Items listed in a dataset:
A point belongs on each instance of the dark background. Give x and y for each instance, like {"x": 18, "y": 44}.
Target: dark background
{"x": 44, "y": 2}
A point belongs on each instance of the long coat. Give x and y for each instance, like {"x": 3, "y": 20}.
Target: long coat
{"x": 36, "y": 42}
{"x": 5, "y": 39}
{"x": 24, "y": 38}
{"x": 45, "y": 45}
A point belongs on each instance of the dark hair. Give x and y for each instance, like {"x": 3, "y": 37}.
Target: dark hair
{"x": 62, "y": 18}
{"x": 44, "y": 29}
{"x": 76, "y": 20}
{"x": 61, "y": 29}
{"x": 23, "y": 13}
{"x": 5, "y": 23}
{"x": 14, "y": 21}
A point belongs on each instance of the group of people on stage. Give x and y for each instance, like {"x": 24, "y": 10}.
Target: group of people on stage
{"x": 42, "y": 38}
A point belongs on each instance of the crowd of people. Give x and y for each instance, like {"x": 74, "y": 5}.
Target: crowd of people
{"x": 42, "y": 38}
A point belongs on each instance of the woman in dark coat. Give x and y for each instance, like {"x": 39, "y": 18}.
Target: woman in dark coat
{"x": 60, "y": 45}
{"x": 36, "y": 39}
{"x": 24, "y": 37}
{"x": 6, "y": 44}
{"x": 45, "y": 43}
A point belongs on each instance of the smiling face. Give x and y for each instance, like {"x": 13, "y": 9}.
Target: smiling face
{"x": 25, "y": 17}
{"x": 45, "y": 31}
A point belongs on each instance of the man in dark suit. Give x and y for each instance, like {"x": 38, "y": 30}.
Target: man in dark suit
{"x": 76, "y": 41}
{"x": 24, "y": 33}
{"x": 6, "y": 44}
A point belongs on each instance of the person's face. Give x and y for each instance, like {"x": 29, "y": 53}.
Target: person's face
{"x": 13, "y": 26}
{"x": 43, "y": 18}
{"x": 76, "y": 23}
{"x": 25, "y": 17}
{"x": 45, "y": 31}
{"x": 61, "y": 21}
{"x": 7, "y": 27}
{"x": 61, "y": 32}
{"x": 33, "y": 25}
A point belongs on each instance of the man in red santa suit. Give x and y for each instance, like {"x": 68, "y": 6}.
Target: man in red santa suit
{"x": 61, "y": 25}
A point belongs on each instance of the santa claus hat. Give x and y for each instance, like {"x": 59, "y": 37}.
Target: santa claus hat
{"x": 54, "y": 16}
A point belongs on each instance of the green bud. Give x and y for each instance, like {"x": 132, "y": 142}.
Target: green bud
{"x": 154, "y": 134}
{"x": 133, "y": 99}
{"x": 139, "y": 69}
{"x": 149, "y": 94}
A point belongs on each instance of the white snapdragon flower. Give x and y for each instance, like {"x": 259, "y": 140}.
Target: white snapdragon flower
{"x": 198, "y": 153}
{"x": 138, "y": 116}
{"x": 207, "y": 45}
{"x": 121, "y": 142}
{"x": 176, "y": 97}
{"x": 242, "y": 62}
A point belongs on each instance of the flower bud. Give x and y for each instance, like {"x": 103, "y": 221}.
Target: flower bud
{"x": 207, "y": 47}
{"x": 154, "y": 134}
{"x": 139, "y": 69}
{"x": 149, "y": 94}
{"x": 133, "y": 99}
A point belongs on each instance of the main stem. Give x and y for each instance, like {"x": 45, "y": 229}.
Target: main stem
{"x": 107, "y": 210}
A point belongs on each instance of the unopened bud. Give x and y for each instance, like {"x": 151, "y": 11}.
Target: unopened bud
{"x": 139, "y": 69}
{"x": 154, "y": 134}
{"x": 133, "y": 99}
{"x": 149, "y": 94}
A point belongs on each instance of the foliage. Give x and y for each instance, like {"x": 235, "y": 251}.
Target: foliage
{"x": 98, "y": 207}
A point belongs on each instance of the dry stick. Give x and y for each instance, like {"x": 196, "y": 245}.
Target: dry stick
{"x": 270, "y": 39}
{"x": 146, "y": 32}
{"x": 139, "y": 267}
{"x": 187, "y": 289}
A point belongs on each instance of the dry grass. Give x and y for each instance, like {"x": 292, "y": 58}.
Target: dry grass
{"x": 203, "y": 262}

* **Exercise instructions**: Your answer should repeat every entry exactly.

* **Answer below**:
A point belongs on each instance of the dark background. Give x and y for each instance, like {"x": 18, "y": 44}.
Target: dark background
{"x": 44, "y": 2}
A point belongs on each instance of the long coat. Give x and y for each instance, like {"x": 3, "y": 20}.
Target: long coat
{"x": 36, "y": 42}
{"x": 5, "y": 39}
{"x": 24, "y": 38}
{"x": 45, "y": 45}
A point belongs on each instance of the dark hair. Give x and y for each instance, like {"x": 3, "y": 37}.
Target: dark hair
{"x": 62, "y": 18}
{"x": 44, "y": 29}
{"x": 76, "y": 20}
{"x": 61, "y": 29}
{"x": 23, "y": 13}
{"x": 5, "y": 23}
{"x": 14, "y": 21}
A point belongs on each instance of the group of people on stage. Give x and y for each instance, like {"x": 24, "y": 10}.
Target: group of people on stage
{"x": 42, "y": 38}
A point belongs on each instance of the crowd of people. Give x and y for each instance, like {"x": 74, "y": 5}.
Target: crowd of people
{"x": 42, "y": 38}
A point belongs on each instance of the woman in dark coat. Give x and y for each instance, like {"x": 39, "y": 18}.
Target: woman in dark coat
{"x": 60, "y": 45}
{"x": 36, "y": 39}
{"x": 24, "y": 37}
{"x": 6, "y": 44}
{"x": 45, "y": 43}
A point belongs on each instance of the smiling face. Give x and y for each instance, like {"x": 13, "y": 9}.
Target: smiling face
{"x": 25, "y": 17}
{"x": 45, "y": 31}
A point belongs on each instance of the man in dark suit. Give x and y for each instance, like {"x": 38, "y": 30}.
Target: man in dark suit
{"x": 76, "y": 41}
{"x": 24, "y": 33}
{"x": 6, "y": 44}
A point belongs on each instance of the person's face. Give x and y for each instance, like {"x": 29, "y": 53}.
Target: person's face
{"x": 13, "y": 26}
{"x": 43, "y": 18}
{"x": 76, "y": 23}
{"x": 25, "y": 17}
{"x": 45, "y": 31}
{"x": 61, "y": 21}
{"x": 7, "y": 27}
{"x": 61, "y": 32}
{"x": 33, "y": 25}
A point belongs on each instance of the man in red santa suit. Give x and y for each instance, like {"x": 68, "y": 6}.
Target: man in red santa suit
{"x": 61, "y": 25}
A point belongs on each instance of the santa claus hat. Give x and y for each instance, like {"x": 59, "y": 37}.
Target: santa claus hat
{"x": 54, "y": 16}
A point belongs on each instance of the green bud. Give x and y for each instance, like {"x": 132, "y": 142}.
Target: green bud
{"x": 154, "y": 134}
{"x": 133, "y": 99}
{"x": 139, "y": 69}
{"x": 149, "y": 94}
A point belongs on each instance of the white snapdragon flower. Give x and y for each instance, like {"x": 259, "y": 140}.
Target: white snapdragon flower
{"x": 198, "y": 153}
{"x": 138, "y": 116}
{"x": 207, "y": 45}
{"x": 121, "y": 142}
{"x": 176, "y": 97}
{"x": 242, "y": 62}
A point belongs on each instance of the flower bud. Give x and y for each instance, like {"x": 103, "y": 221}.
Target: flower bud
{"x": 207, "y": 47}
{"x": 154, "y": 134}
{"x": 139, "y": 69}
{"x": 149, "y": 94}
{"x": 133, "y": 99}
A point belongs on each instance of the main stem. Give x and y for each instance, like {"x": 45, "y": 229}.
Target: main stem
{"x": 107, "y": 210}
A point belongs on each instance of the unopened bud. Give x and y for each instance, like {"x": 151, "y": 11}.
Target: unopened bud
{"x": 139, "y": 69}
{"x": 154, "y": 134}
{"x": 133, "y": 99}
{"x": 149, "y": 94}
A point belongs on each instance of the foliage. Give x and y for each instance, like {"x": 235, "y": 251}.
Target: foliage
{"x": 98, "y": 207}
A point belongs on each instance of the dry stick. Give x and y for each instance, like {"x": 196, "y": 245}.
Target: dry stick
{"x": 270, "y": 39}
{"x": 146, "y": 32}
{"x": 139, "y": 267}
{"x": 187, "y": 289}
A point belongs on each instance of the dry grass. Give x and y for each instance, like {"x": 292, "y": 58}.
Target: dry grass
{"x": 203, "y": 262}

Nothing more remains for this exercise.